(Photo object pointing data)
────────────────
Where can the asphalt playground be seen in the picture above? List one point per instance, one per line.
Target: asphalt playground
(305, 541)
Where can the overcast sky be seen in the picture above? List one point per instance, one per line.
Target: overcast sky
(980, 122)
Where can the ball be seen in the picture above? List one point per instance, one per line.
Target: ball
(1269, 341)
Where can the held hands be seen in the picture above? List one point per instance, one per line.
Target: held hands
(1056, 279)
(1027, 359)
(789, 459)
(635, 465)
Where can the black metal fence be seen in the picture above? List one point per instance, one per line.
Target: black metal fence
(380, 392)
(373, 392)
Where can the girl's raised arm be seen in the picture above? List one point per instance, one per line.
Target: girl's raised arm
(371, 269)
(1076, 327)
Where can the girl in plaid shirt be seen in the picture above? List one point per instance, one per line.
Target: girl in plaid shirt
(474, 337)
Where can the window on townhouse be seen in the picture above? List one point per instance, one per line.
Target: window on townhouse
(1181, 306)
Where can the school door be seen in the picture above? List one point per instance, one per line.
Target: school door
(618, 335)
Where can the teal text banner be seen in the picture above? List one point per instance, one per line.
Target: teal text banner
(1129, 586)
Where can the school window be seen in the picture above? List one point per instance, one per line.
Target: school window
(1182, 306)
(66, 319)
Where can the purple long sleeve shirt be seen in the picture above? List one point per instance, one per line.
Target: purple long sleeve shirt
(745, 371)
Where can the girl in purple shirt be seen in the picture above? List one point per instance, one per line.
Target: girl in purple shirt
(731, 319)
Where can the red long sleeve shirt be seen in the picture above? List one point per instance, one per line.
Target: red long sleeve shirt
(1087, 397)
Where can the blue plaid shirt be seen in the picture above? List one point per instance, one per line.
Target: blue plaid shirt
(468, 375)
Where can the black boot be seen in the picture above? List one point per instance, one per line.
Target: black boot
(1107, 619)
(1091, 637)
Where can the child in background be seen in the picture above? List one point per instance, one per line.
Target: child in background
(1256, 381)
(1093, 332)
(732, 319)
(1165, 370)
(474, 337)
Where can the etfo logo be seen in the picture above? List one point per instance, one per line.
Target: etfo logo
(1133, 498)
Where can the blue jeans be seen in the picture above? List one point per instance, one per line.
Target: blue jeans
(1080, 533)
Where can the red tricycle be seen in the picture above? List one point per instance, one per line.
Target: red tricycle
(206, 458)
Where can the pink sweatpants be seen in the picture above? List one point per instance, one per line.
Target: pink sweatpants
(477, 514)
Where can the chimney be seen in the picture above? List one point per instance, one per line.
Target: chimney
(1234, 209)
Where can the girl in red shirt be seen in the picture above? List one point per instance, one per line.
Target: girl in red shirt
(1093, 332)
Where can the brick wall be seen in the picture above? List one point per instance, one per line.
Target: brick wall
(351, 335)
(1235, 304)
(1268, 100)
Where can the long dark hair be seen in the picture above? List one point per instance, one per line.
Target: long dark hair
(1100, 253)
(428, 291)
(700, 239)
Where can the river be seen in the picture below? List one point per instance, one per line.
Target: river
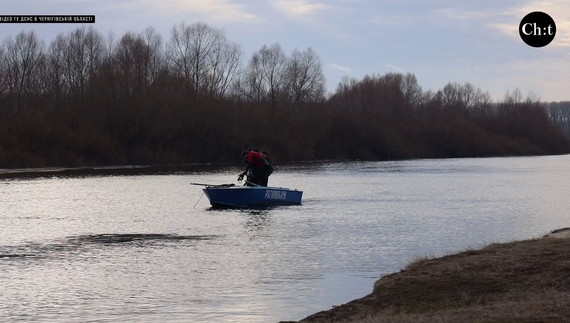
(148, 247)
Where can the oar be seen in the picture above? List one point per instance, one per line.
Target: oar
(213, 185)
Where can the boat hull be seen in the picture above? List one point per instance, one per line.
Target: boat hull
(247, 196)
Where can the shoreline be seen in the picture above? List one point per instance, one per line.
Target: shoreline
(519, 281)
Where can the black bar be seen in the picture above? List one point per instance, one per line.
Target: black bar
(31, 19)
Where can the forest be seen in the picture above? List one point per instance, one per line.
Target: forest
(86, 99)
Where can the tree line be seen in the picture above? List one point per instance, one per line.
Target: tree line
(86, 99)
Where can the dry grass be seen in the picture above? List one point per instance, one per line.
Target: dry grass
(522, 281)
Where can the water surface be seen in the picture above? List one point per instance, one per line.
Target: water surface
(148, 248)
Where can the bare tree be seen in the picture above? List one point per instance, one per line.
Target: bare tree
(305, 77)
(204, 56)
(265, 78)
(20, 60)
(78, 55)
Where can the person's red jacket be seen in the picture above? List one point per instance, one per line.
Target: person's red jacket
(255, 159)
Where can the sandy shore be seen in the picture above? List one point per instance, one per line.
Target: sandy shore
(521, 281)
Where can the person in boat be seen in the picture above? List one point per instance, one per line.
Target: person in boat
(256, 167)
(269, 167)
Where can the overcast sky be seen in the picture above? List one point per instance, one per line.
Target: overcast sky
(439, 41)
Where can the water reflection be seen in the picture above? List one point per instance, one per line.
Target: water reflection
(140, 248)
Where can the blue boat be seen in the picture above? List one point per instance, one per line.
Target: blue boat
(230, 195)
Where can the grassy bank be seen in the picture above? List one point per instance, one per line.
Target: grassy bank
(521, 281)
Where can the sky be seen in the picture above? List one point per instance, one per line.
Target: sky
(439, 41)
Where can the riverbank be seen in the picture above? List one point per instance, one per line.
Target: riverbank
(521, 281)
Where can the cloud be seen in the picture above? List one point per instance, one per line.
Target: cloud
(298, 8)
(340, 68)
(392, 67)
(211, 11)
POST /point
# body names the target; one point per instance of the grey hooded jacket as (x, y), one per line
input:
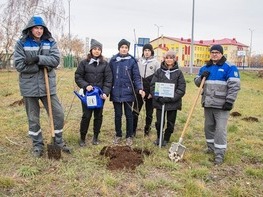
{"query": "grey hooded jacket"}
(31, 77)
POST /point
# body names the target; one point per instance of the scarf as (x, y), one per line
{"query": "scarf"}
(122, 58)
(94, 60)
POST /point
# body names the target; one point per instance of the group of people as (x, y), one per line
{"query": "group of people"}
(129, 83)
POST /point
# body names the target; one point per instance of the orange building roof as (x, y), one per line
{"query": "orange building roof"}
(225, 41)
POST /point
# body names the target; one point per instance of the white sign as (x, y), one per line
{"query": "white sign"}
(241, 53)
(164, 89)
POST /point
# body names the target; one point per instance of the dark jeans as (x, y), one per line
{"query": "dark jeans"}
(171, 117)
(149, 112)
(85, 121)
(118, 118)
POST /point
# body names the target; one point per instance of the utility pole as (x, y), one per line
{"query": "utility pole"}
(69, 36)
(158, 31)
(250, 47)
(192, 40)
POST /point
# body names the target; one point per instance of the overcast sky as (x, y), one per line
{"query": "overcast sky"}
(109, 21)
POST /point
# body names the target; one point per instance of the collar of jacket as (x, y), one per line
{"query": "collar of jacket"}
(164, 67)
(219, 63)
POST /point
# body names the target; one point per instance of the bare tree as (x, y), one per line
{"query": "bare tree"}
(16, 13)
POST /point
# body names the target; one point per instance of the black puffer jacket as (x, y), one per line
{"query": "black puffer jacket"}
(94, 75)
(177, 78)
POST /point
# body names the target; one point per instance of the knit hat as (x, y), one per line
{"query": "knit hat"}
(170, 53)
(123, 42)
(94, 43)
(217, 47)
(148, 46)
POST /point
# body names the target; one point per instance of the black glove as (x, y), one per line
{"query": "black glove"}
(43, 66)
(227, 106)
(205, 74)
(163, 100)
(32, 60)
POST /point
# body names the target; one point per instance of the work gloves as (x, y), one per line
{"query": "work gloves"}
(205, 74)
(163, 100)
(227, 106)
(32, 60)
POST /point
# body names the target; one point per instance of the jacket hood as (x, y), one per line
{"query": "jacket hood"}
(36, 21)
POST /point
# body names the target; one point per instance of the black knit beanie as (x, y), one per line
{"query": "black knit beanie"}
(217, 47)
(123, 42)
(94, 43)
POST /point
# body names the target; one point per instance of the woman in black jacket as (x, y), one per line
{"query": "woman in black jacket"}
(168, 73)
(93, 71)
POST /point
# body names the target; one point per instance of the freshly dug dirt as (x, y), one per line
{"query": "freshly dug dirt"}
(234, 114)
(123, 157)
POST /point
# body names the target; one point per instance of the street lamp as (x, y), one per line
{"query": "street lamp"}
(250, 48)
(158, 31)
(69, 36)
(192, 39)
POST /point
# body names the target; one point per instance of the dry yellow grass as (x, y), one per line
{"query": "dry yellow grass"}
(84, 172)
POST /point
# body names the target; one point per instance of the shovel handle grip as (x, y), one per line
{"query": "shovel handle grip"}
(192, 109)
(50, 114)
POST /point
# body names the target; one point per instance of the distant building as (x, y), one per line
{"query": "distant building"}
(235, 52)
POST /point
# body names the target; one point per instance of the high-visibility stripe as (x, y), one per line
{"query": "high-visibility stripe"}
(216, 82)
(34, 133)
(58, 131)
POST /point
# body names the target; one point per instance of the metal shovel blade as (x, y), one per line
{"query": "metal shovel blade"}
(53, 151)
(176, 151)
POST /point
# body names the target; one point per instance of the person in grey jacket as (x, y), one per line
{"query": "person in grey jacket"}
(219, 94)
(35, 50)
(93, 71)
(168, 73)
(148, 65)
(126, 83)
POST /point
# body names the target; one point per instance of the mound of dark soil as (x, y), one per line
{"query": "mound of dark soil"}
(250, 119)
(123, 157)
(234, 114)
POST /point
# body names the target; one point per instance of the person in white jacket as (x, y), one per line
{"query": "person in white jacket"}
(148, 65)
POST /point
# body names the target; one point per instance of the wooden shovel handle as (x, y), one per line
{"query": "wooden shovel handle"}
(192, 109)
(49, 104)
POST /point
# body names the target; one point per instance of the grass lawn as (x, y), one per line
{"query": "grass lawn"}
(84, 173)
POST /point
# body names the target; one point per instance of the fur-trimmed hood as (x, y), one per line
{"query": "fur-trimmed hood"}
(36, 21)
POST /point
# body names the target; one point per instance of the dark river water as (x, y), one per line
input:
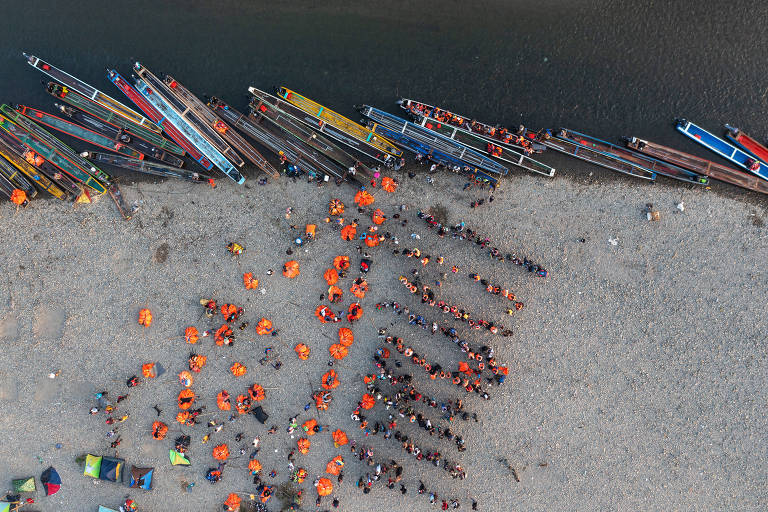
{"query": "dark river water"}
(607, 68)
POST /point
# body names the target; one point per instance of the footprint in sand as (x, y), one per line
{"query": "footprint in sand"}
(49, 322)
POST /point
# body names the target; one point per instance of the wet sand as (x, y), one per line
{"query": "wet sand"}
(637, 376)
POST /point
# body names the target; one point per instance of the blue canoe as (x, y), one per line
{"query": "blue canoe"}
(171, 116)
(434, 140)
(722, 148)
(434, 154)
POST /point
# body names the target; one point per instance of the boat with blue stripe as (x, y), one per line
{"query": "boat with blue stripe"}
(722, 148)
(174, 118)
(642, 162)
(434, 154)
(433, 140)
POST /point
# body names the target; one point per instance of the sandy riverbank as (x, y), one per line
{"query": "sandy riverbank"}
(637, 376)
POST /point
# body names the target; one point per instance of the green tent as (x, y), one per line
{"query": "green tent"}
(24, 484)
(92, 466)
(177, 459)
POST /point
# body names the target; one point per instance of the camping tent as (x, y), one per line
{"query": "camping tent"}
(111, 469)
(260, 414)
(51, 481)
(178, 459)
(141, 478)
(92, 466)
(24, 484)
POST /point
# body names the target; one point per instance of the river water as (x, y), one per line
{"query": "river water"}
(607, 68)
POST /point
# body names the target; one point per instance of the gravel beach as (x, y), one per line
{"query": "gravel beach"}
(637, 368)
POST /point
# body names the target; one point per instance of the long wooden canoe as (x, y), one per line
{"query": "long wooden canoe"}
(497, 135)
(173, 117)
(347, 126)
(77, 131)
(189, 116)
(747, 143)
(644, 163)
(487, 147)
(7, 187)
(118, 135)
(32, 173)
(603, 160)
(42, 134)
(53, 173)
(17, 178)
(262, 104)
(432, 153)
(434, 140)
(205, 114)
(52, 155)
(280, 142)
(79, 101)
(698, 165)
(722, 148)
(320, 126)
(145, 166)
(154, 114)
(91, 93)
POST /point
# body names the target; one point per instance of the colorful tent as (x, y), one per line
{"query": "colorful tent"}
(331, 276)
(368, 401)
(346, 337)
(145, 317)
(159, 430)
(186, 399)
(388, 184)
(141, 478)
(291, 269)
(338, 351)
(341, 262)
(92, 466)
(349, 232)
(221, 452)
(335, 207)
(249, 282)
(191, 335)
(178, 459)
(363, 198)
(303, 351)
(339, 438)
(186, 379)
(238, 369)
(324, 487)
(111, 469)
(223, 402)
(264, 327)
(24, 484)
(378, 217)
(51, 481)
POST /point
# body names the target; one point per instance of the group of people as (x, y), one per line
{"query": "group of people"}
(461, 232)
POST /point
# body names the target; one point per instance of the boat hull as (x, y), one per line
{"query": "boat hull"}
(721, 147)
(92, 93)
(699, 165)
(642, 162)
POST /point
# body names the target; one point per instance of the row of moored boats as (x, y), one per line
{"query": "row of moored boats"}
(169, 126)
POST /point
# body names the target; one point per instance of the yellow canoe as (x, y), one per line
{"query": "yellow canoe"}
(340, 122)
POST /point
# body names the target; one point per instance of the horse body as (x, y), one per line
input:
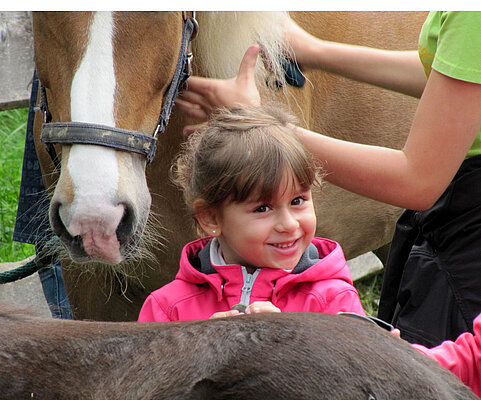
────────────────
-- What is needed --
Starting with the line that contains "Where can the chimney" and going on through the line that contains "(1234, 209)", rewrite those lines of the data, substituting "smokestack" for "chimney" and keeping everything else the same.

-- Solution --
Where can the smokestack be seen in the picture above? List one point per instance, one per line.
Target: smokestack
(1234, 209)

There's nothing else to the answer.